** Aim **
Set down, word for word, the lines of the data below that fall between the line holding "point: halved strawberry" and the line holding "column 72, row 340", inclusive.

** Extracted data **
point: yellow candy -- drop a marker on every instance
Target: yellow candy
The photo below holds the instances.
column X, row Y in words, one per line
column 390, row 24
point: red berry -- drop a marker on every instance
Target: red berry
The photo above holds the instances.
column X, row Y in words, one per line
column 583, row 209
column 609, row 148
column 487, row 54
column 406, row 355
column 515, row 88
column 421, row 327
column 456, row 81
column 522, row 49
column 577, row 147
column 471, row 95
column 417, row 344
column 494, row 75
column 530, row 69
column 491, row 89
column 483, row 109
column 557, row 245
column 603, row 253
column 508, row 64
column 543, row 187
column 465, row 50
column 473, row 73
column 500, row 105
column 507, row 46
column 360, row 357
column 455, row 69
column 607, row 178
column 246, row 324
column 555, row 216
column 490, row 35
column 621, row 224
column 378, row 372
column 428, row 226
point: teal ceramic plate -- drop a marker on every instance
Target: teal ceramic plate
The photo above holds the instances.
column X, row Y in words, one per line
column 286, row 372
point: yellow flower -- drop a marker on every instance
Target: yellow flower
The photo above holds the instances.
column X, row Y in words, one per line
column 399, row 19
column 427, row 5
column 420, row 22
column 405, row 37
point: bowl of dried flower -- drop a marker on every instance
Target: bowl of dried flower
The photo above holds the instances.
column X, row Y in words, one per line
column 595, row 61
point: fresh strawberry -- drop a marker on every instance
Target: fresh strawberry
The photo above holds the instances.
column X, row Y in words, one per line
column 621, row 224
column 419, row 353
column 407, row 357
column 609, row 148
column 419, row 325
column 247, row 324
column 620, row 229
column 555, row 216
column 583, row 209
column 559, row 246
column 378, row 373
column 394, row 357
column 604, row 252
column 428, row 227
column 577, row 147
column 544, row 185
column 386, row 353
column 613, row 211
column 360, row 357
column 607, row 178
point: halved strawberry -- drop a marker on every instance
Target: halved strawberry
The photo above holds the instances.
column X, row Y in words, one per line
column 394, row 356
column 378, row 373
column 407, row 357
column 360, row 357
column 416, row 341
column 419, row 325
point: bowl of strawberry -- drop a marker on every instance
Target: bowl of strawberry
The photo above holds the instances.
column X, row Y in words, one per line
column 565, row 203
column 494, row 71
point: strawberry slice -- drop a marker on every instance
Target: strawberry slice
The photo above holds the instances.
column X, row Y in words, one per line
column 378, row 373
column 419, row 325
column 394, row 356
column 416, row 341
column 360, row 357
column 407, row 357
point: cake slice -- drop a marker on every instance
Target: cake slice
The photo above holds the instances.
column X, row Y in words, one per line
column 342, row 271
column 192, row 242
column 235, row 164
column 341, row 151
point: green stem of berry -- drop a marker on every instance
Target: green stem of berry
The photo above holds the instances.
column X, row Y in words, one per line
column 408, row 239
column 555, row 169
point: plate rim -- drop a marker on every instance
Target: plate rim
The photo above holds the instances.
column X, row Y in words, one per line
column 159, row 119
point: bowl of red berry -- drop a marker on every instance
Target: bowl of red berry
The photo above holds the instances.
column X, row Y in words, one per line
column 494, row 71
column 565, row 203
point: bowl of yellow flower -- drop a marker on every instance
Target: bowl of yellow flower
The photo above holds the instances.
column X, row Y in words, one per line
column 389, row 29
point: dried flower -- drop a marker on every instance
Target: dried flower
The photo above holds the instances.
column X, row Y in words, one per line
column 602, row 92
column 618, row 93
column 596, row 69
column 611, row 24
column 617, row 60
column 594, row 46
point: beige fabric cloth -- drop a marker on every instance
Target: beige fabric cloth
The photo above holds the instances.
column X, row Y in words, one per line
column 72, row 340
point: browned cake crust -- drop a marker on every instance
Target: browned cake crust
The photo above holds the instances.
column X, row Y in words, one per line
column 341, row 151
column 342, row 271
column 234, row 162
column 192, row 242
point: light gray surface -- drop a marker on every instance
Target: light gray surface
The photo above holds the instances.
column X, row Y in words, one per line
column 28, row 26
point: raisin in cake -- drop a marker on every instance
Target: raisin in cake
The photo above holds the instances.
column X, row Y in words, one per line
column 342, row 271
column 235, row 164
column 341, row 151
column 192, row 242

** Task solution **
point: halved strawberry -- drop a marker on every instance
Target: halved strawberry
The photo above holds the instances.
column X, row Y in words, one per line
column 394, row 356
column 378, row 373
column 407, row 357
column 360, row 357
column 416, row 341
column 419, row 325
point: bowl of strawberry -- drop a marker on every instance
Target: bowl of strawberry
The photo above holds the instances.
column X, row Y in words, one per line
column 565, row 203
column 494, row 71
point: strawberry slice -- drop a marker on every instance
Target: strawberry slice
The photo above holds the instances.
column X, row Y in words, one per line
column 378, row 373
column 419, row 325
column 394, row 356
column 416, row 341
column 360, row 357
column 407, row 357
point: cake slice -- drop a marker on every instance
Target: cake slice
The photo above holds the instances.
column X, row Y in words, one per line
column 342, row 271
column 192, row 242
column 235, row 164
column 341, row 151
point: green stem of berry -- drop a marker on every instance
Target: green stem of berry
The photo above holds the instances.
column X, row Y in words, one per line
column 408, row 239
column 555, row 169
point: plate rim -- drop a marker on every instance
Target: plate rim
The photo above holds the instances.
column X, row Y in words, one per line
column 159, row 119
point: bowl of red berry -- drop a marker on every instance
Target: bowl of red berry
The photo above holds the instances.
column X, row Y in words, one per line
column 494, row 71
column 565, row 203
point: bowl of yellow flower -- drop a marker on every instance
Target: bowl of yellow flower
The photo above holds the instances.
column X, row Y in words, one per line
column 389, row 29
point: dried flower -- drop a marker on every instance
Target: dried flower
The photo above holds the instances.
column X, row Y in words, one per line
column 602, row 92
column 618, row 93
column 596, row 69
column 611, row 24
column 617, row 60
column 594, row 46
point: beige fabric cloth -- drop a marker on every instance
Target: beige fabric cloth
The photo above holds the instances.
column X, row Y in words, one per line
column 72, row 340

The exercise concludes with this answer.